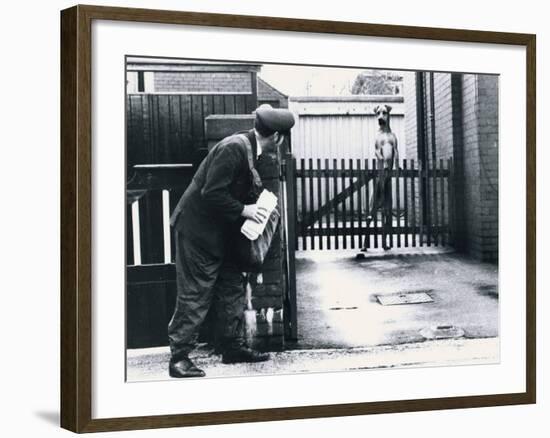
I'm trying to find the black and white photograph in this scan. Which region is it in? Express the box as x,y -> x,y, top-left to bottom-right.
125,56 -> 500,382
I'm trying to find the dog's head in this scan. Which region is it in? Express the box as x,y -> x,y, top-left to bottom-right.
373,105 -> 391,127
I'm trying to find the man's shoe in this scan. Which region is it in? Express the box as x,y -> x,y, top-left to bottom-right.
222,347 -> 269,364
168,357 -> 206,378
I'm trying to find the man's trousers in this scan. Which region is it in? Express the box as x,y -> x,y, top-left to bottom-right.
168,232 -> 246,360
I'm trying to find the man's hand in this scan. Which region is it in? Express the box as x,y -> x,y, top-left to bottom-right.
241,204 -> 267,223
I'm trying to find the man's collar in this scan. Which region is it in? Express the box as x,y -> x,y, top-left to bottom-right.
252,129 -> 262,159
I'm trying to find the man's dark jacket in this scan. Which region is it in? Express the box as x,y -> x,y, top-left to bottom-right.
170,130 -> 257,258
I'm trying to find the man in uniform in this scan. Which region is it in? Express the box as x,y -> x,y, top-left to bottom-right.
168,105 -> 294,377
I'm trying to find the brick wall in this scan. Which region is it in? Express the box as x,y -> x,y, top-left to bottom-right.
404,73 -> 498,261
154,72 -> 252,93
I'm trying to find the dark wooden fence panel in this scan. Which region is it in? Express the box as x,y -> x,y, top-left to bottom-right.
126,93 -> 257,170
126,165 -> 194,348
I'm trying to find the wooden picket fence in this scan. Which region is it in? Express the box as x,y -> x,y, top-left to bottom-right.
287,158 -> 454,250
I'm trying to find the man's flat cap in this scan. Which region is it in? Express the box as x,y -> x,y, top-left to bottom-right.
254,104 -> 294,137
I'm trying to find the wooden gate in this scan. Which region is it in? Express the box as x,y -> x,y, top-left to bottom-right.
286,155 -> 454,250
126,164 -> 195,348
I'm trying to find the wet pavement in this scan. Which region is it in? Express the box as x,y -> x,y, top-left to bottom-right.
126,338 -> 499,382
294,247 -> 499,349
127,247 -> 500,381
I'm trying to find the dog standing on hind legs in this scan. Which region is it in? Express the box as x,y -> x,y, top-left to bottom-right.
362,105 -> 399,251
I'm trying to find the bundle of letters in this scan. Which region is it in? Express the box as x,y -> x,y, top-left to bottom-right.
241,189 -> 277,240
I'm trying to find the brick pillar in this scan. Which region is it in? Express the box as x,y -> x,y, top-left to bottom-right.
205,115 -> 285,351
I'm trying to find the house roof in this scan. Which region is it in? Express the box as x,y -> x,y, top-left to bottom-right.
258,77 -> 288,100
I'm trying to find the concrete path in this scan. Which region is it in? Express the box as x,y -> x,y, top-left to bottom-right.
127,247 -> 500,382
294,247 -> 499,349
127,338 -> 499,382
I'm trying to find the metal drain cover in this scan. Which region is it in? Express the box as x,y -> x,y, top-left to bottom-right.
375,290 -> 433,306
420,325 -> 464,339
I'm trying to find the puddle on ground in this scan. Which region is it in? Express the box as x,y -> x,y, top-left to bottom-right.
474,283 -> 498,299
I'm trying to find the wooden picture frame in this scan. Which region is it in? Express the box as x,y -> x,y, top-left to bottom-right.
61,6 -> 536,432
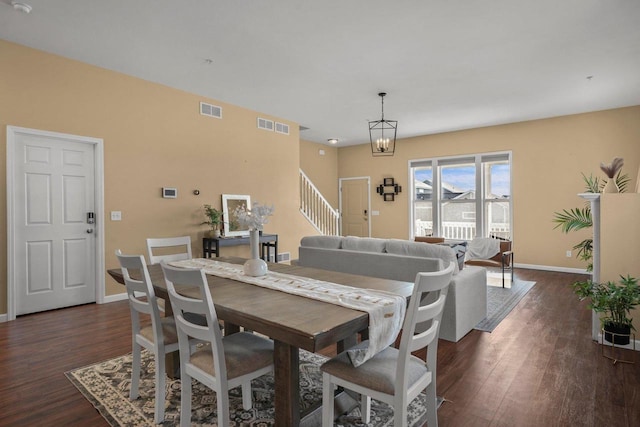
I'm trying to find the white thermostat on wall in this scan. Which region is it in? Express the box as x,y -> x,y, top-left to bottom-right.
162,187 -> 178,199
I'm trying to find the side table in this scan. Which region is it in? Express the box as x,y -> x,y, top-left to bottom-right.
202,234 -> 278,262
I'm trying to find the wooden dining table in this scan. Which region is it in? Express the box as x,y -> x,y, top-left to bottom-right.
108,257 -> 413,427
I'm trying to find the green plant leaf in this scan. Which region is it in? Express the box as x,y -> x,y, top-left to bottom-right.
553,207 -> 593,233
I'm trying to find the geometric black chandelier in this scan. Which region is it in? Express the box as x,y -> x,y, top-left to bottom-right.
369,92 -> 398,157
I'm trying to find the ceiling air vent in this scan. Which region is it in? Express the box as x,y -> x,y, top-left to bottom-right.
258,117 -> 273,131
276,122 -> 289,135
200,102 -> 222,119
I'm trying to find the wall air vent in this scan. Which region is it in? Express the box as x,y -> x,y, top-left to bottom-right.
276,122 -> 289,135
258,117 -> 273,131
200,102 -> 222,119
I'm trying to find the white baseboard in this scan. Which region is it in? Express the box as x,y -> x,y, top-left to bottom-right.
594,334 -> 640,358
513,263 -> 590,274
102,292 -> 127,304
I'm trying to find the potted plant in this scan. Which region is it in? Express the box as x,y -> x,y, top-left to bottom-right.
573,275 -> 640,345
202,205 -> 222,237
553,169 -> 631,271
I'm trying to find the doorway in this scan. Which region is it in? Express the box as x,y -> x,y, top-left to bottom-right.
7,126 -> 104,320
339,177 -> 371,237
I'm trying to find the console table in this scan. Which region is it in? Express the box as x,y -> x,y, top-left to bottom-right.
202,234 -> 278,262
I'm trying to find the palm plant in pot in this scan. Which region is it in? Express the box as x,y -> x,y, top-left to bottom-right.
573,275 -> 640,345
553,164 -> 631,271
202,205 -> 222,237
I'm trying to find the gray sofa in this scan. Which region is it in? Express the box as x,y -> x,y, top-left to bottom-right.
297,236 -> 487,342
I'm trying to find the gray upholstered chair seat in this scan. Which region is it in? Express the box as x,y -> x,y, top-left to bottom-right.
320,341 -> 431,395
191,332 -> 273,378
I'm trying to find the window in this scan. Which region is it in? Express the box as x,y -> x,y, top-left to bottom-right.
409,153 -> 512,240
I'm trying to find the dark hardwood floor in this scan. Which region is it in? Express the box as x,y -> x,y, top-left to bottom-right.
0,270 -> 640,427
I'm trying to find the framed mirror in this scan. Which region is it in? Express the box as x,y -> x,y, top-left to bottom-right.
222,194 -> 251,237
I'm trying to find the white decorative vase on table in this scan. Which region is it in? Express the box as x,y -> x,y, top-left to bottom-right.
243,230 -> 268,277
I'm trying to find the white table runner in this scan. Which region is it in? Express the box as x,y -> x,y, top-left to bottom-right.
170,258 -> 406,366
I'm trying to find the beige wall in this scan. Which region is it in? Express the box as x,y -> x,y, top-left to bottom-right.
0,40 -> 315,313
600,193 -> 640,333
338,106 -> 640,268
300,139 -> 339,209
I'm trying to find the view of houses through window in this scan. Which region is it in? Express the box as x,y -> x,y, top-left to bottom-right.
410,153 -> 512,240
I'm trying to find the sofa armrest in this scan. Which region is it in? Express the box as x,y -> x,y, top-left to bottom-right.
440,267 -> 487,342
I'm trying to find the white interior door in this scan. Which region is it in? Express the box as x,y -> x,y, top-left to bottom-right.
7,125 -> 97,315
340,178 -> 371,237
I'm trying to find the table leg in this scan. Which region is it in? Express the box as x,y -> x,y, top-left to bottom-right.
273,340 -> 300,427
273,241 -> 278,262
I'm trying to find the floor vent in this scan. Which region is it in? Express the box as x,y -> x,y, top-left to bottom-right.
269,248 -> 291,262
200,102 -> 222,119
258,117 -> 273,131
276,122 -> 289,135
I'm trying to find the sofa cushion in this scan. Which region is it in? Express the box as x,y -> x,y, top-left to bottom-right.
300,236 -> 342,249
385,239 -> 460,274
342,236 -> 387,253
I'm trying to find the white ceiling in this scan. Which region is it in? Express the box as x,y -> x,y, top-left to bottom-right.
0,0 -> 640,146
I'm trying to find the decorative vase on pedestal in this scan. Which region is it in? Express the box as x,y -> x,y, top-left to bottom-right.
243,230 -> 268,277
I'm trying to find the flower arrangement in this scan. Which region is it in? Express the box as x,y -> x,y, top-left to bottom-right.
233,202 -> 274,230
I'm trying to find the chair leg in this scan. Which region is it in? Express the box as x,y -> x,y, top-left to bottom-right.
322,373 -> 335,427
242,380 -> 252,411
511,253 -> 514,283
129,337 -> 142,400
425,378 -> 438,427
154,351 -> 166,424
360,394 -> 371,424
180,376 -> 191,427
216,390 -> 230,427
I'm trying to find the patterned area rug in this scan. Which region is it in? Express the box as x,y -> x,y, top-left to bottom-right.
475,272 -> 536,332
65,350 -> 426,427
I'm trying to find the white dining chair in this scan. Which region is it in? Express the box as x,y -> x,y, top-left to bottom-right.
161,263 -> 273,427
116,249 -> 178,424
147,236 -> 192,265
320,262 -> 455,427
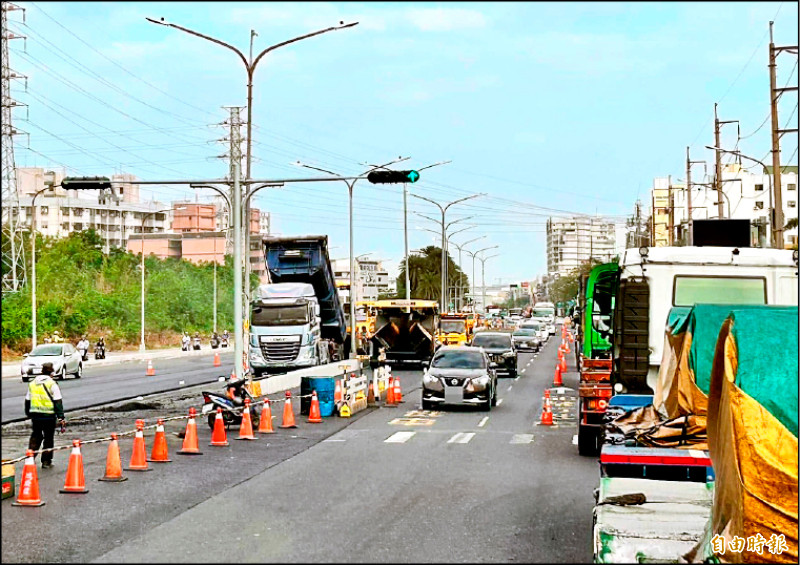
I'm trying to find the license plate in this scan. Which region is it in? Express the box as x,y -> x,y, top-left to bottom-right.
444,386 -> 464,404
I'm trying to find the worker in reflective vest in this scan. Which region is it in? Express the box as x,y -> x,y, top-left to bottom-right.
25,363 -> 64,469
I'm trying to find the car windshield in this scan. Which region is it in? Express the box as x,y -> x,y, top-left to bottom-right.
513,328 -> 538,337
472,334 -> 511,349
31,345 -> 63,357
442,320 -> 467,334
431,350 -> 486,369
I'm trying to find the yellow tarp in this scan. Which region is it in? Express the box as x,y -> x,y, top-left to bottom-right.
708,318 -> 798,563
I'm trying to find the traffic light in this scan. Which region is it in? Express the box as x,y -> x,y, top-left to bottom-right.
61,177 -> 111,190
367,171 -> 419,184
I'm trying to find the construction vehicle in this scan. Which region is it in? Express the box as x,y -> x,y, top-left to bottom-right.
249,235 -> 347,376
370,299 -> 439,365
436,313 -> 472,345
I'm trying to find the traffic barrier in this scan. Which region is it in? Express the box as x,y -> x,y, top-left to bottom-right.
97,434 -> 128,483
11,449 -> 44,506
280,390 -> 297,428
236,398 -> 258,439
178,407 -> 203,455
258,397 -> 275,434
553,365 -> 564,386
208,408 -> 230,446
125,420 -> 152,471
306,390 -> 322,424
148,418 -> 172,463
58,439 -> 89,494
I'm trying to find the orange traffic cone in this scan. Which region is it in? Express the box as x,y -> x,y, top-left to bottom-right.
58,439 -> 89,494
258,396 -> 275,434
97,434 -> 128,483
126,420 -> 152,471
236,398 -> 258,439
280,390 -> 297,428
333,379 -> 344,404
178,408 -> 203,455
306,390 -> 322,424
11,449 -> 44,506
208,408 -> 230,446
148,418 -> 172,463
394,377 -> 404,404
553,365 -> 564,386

::::::

### Task objective:
Take the lines of the listing from the one containing "I'm trying to find the doorway" through the one containing "297,236 -> 487,342", and write them out again with "gray sofa" swapped for "gray couch" and nothing else changed.

### Task answer:
I'm trying to find the doorway in this scan. Which region is it in? Express the box as x,y -> x,y, top-left to bottom-right.
7,126 -> 104,320
339,177 -> 371,237
I'm trying to find the console table in this scan. Which region is it in? Express the box as x,y -> x,y, top-left to bottom-right.
202,234 -> 278,262
I'm trying to find the palm plant in pot in this scan. Which region is it in? Express the box as x,y -> x,y, top-left to bottom-right.
573,275 -> 640,345
553,164 -> 631,271
202,205 -> 222,237
I'm trying to find the gray couch in this scan. Which region is it in? Express the box as x,y -> x,y, top-left to bottom-right.
297,236 -> 487,342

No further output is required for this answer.